Using the material below, copy every line where "saddle" appears.

++++ Data to examine ++++

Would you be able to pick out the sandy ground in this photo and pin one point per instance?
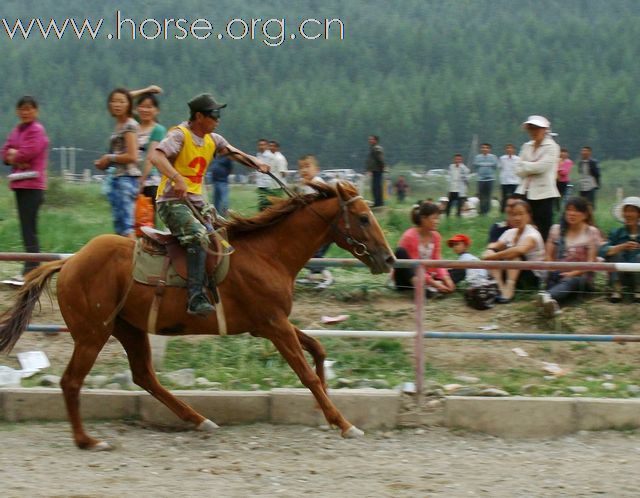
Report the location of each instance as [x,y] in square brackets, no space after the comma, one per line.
[260,460]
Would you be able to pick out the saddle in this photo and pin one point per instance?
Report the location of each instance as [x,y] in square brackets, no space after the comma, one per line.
[167,244]
[162,262]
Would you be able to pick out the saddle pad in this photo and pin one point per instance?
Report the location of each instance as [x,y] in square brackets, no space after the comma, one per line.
[148,267]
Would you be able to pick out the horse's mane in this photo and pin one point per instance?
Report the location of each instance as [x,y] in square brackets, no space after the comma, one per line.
[278,211]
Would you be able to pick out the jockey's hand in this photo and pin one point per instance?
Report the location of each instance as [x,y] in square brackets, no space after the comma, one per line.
[103,163]
[262,167]
[180,187]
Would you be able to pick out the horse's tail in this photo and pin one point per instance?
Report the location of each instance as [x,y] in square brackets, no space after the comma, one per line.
[14,321]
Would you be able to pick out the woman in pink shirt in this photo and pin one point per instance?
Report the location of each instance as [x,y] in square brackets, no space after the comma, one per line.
[26,150]
[564,170]
[423,242]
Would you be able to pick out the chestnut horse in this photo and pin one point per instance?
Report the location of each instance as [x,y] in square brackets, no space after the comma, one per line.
[270,249]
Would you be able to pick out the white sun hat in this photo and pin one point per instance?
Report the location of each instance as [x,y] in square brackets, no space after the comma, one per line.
[627,201]
[539,121]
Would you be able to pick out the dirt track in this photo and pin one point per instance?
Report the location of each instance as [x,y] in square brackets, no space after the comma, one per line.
[261,460]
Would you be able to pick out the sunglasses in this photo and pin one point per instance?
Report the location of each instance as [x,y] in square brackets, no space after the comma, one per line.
[215,114]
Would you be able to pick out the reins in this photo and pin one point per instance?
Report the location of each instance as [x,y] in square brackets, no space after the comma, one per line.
[360,248]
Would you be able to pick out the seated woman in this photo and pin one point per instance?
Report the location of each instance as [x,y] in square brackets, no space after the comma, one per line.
[623,246]
[522,242]
[423,242]
[576,239]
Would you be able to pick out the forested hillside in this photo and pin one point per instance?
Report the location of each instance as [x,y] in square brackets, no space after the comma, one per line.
[424,75]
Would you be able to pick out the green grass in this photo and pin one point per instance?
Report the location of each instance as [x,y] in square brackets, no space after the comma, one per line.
[73,214]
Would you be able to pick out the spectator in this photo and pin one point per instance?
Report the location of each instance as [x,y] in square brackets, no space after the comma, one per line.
[280,163]
[623,246]
[443,204]
[267,186]
[537,167]
[522,242]
[309,171]
[509,181]
[150,133]
[499,227]
[458,184]
[589,180]
[26,150]
[220,170]
[123,154]
[402,188]
[376,167]
[564,170]
[460,244]
[485,165]
[575,239]
[423,242]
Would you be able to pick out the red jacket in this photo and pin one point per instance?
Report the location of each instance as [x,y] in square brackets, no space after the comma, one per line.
[410,241]
[32,144]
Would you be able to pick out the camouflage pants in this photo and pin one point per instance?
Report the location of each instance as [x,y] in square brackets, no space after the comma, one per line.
[182,223]
[264,194]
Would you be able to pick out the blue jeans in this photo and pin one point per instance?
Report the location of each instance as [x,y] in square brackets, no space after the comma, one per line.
[221,197]
[485,187]
[376,188]
[122,196]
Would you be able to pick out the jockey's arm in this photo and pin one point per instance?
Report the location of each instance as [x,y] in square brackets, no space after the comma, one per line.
[244,158]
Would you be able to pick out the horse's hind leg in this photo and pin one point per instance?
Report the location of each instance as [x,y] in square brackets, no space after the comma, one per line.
[286,341]
[86,350]
[136,344]
[317,352]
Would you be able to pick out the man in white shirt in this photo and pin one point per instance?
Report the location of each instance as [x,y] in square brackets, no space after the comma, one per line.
[267,186]
[458,182]
[508,178]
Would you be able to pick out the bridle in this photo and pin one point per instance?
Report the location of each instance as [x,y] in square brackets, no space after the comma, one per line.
[359,247]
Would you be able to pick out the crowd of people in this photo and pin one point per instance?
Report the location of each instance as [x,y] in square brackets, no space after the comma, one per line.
[532,184]
[169,168]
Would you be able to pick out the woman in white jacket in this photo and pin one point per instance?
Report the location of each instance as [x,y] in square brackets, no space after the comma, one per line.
[537,168]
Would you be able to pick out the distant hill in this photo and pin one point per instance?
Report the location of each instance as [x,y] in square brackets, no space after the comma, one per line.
[424,75]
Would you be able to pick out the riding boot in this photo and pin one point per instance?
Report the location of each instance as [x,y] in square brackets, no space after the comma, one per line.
[198,302]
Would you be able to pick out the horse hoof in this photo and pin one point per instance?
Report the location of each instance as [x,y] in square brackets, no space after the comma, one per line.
[207,426]
[353,433]
[101,446]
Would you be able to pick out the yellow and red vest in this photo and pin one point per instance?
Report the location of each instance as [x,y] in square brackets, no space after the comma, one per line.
[192,162]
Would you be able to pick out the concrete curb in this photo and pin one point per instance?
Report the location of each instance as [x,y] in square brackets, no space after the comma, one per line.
[508,417]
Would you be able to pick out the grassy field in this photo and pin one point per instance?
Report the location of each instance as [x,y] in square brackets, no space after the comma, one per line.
[73,214]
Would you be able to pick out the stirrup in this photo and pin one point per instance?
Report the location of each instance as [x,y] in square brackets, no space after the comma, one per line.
[201,306]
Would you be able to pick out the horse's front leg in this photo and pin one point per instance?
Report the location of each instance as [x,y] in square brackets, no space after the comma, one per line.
[286,341]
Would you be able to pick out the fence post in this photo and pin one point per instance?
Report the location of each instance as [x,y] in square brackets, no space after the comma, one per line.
[419,296]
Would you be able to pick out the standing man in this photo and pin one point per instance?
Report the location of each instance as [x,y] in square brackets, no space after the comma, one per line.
[508,178]
[589,180]
[485,165]
[220,171]
[458,182]
[375,167]
[537,167]
[280,164]
[183,157]
[267,186]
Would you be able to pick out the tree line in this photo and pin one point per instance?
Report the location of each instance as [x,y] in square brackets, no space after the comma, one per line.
[425,75]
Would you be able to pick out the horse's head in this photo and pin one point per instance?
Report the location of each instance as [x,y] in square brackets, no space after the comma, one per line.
[358,231]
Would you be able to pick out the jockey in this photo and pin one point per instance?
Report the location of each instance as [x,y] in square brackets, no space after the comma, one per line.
[183,158]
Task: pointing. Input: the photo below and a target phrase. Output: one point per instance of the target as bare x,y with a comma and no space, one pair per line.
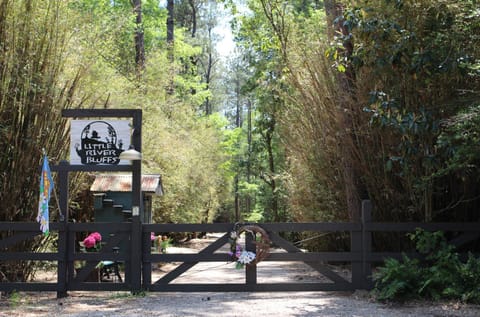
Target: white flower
246,257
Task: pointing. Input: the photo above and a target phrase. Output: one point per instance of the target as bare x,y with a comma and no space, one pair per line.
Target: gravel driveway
259,304
326,304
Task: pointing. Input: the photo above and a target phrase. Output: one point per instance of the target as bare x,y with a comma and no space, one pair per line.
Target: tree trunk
334,10
194,17
170,43
139,40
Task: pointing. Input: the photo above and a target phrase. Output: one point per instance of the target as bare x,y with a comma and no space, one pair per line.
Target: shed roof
123,183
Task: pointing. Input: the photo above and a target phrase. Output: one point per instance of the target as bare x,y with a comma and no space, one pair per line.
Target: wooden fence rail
136,263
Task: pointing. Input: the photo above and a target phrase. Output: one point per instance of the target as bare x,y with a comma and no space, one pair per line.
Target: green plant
440,274
398,279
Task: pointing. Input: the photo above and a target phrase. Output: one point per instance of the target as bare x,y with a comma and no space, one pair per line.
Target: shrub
440,274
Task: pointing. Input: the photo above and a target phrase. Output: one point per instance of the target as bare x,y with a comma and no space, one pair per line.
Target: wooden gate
129,248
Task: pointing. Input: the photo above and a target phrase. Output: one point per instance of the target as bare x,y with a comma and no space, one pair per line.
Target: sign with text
98,142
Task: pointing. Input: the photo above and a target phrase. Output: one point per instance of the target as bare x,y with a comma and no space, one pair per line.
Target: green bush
439,275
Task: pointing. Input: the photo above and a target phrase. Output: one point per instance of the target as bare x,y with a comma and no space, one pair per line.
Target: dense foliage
323,103
441,274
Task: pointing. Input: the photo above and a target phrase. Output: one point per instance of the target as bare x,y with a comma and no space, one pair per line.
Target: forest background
320,105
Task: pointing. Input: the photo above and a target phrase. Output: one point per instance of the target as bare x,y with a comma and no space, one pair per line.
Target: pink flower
97,236
89,242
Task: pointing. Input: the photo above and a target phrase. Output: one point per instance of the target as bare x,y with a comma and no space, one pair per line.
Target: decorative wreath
260,240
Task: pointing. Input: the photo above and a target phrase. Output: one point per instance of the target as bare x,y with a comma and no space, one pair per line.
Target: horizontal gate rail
293,254
360,254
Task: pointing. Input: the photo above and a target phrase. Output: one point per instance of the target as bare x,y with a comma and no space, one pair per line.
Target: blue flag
46,186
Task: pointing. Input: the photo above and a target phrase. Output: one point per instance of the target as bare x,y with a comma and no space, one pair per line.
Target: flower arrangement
92,242
160,243
243,257
238,254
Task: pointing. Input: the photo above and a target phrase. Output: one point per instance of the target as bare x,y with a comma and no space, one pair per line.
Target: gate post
250,270
366,244
63,243
136,238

++++

= Solution below =
Would you be able to pick out the saddle in this photo and pin one point per instance?
Would you be able to pick out the saddle pad in this photo and pin one point per instance?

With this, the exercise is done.